Work instruction: From the material below, pull out every line that contains the word "positive", and treat uppercase and lowercase as different.

Source information:
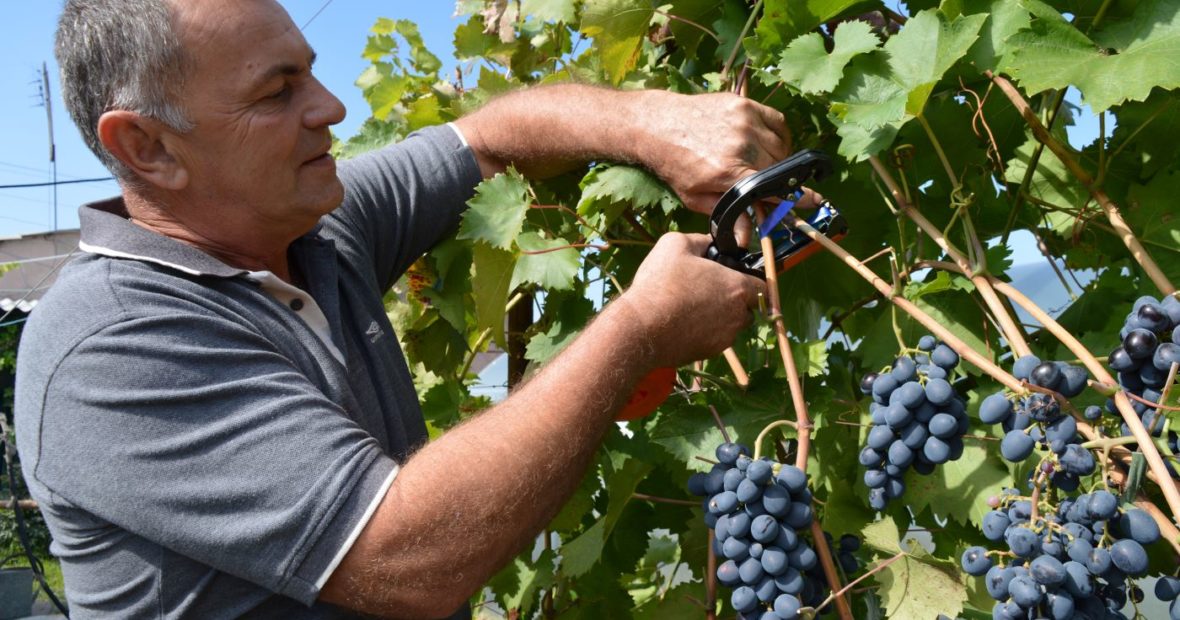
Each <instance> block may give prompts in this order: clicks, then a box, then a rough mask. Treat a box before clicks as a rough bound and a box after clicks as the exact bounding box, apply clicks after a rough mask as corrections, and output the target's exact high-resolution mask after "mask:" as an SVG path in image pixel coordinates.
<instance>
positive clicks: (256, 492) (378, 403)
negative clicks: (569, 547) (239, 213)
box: [15, 128, 480, 618]
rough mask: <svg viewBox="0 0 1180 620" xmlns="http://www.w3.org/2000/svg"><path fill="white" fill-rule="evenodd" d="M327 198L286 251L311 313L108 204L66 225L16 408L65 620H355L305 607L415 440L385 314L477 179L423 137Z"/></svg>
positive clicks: (356, 529)
mask: <svg viewBox="0 0 1180 620" xmlns="http://www.w3.org/2000/svg"><path fill="white" fill-rule="evenodd" d="M340 177H341V180H342V181H343V183H345V190H346V194H345V200H343V203H342V204H341V207H340V208H337V209H336V210H335V211H333V213H332V214H330V215H328V216H326V217H323V218H322V221H321V222H320V224H319V226H317V227H316V228H315V229H314V230H313V231H310V233H309V234H308V235H306V236H303V237H301V239H299V240H297V241H295V242H294V243H293V244H291V247H290V250H289V257H290V261H291V263H293V266H295V268H296V269H299V270H300V273H302V274H303V278H304V281H307V282H308V286H307V291H301V289H297V288H294V287H289V286H287V285H284V283H283V282H281V281H280V280H277V278H274V275H273V274H268V273H250V272H244V270H242V269H237V268H234V267H230V266H228V265H224V263H222V262H219V261H218V260H216V259H214V257H212V256H209V255H207V254H204V253H202V252H199V250H197V249H196V248H194V247H191V246H188V244H184V243H181V242H177V241H175V240H171V239H169V237H165V236H160V235H157V234H155V233H151V231H148V230H145V229H143V228H140V227H138V226H136V224H133V223H131V222H130V221H129V220H127V218H126V213H125V209H124V207H123V203H122V200H114V201H107V202H105V203H97V204H91V205H86V207H83V208H81V209H80V218H81V242H80V248H81V249H83V254H81V255H80V257H78V259H77V260H74V261H73V262H71V263H70V265H68V266H66V267H65V268H64V269H63V272H61V274H60V278H59V279H58V281H57V283H55V285H54V286H53V288H52V291H50V293H48V294H47V295H46V296H45V298H44V300H42V301H41V302H40V304H39V305H38V307H37V309H35V312H33V314H32V316H31V318H30V321H28V325H27V326H26V328H25V333H24V338H22V340H21V344H20V351H19V357H18V360H19V363H18V368H17V405H15V407H17V409H15V415H17V439H18V445H19V449H20V456H21V461H22V462H24V464H25V469H24V471H25V477H26V479H27V482H28V485H30V489H31V491H32V495H33V497H34V498H35V500H37V501H38V502H40V505H41V511H42V513H44V515H45V518H46V522H47V523H48V526H50V530H51V533H52V535H53V544H52V550H53V553H54V554H55V555H58V556H59V557H60V559H61V568H63V573H64V575H65V583H66V595H67V598H68V600H70V607H71V613H72V615H73V616H74V618H90V616H103V618H156V616H169V618H172V616H189V618H235V616H240V615H250V616H258V618H340V616H347V615H348V614H347V613H343V612H342V611H340V609H339V608H335V607H332V606H328V605H323V603H316V602H315V599H316V596H317V595H319V592H320V588H321V587H322V586H323V583H324V581H327V579H328V576H330V574H332V570H333V569H334V568H335V567H336V564H337V563H339V562H340V560H341V559H342V557H343V555H345V553H347V550H348V548H349V546H350V544H352V542H353V541H354V540H355V537H356V536H358V535H359V534H360V530H361V528H362V527H363V526H365V523H366V522H367V520H368V517H369V516H371V515H372V513H373V510H375V508H376V504H378V502H379V501H380V500H381V497H382V496H383V495H385V490H386V489H387V488H388V485H389V484H391V483H392V482H393V478H394V476H395V475H396V471H398V463H399V462H401V461H404V459H405V458H406V457H407V455H408V453H409V452H411V451H412V450H413V449H414V448H415V446H418V445H420V444H422V443H424V442H425V440H426V438H427V435H426V426H425V423H424V422H422V416H421V411H420V409H419V406H418V399H417V394H415V392H414V387H413V384H412V381H411V376H409V371H408V368H407V367H406V363H405V359H404V357H402V354H401V351H400V348H399V346H398V340H396V337H395V334H394V332H393V328H392V327H391V325H389V321H388V319H387V318H386V314H385V308H383V306H382V295H383V293H385V292H386V291H388V288H389V287H391V286H392V285H393V283H394V282H395V281H396V279H398V276H399V275H400V274H401V273H402V272H404V270H405V269H406V268H407V267H408V266H409V265H411V263H412V262H413V261H414V260H415V259H417V257H418V256H420V255H421V254H422V253H424V252H426V250H427V249H428V248H430V247H431V246H432V244H434V243H435V242H437V241H438V240H439V239H440V237H441V236H444V235H445V234H446V233H448V231H450V230H451V229H453V227H454V226H455V224H457V222H458V217H459V214H460V213H461V210H463V208H464V204H465V203H466V201H467V200H468V198H470V197H471V196H472V194H473V188H474V187H476V184H477V183H478V182H479V180H480V174H479V168H478V165H477V163H476V161H474V157H473V156H472V154H471V151H470V149H467V148H466V146H465V145H464V144H463V143H461V141H460V139H459V137H458V136H457V135H455V132H452V131H451V130H450V129H447V128H432V129H430V130H425V131H421V132H419V133H417V135H414V136H411V137H409V138H407V139H406V141H405V142H402V143H400V144H396V145H394V146H391V148H387V149H383V150H381V151H378V152H374V154H369V155H367V156H363V157H361V158H359V159H355V161H352V162H345V163H342V164H341V167H340ZM466 613H467V612H466V609H464V611H460V613H459V615H466Z"/></svg>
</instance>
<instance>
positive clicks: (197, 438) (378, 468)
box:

Written solution:
positive clicks: (256, 492) (378, 403)
positive clicks: (356, 529)
positive clicks: (197, 438) (378, 468)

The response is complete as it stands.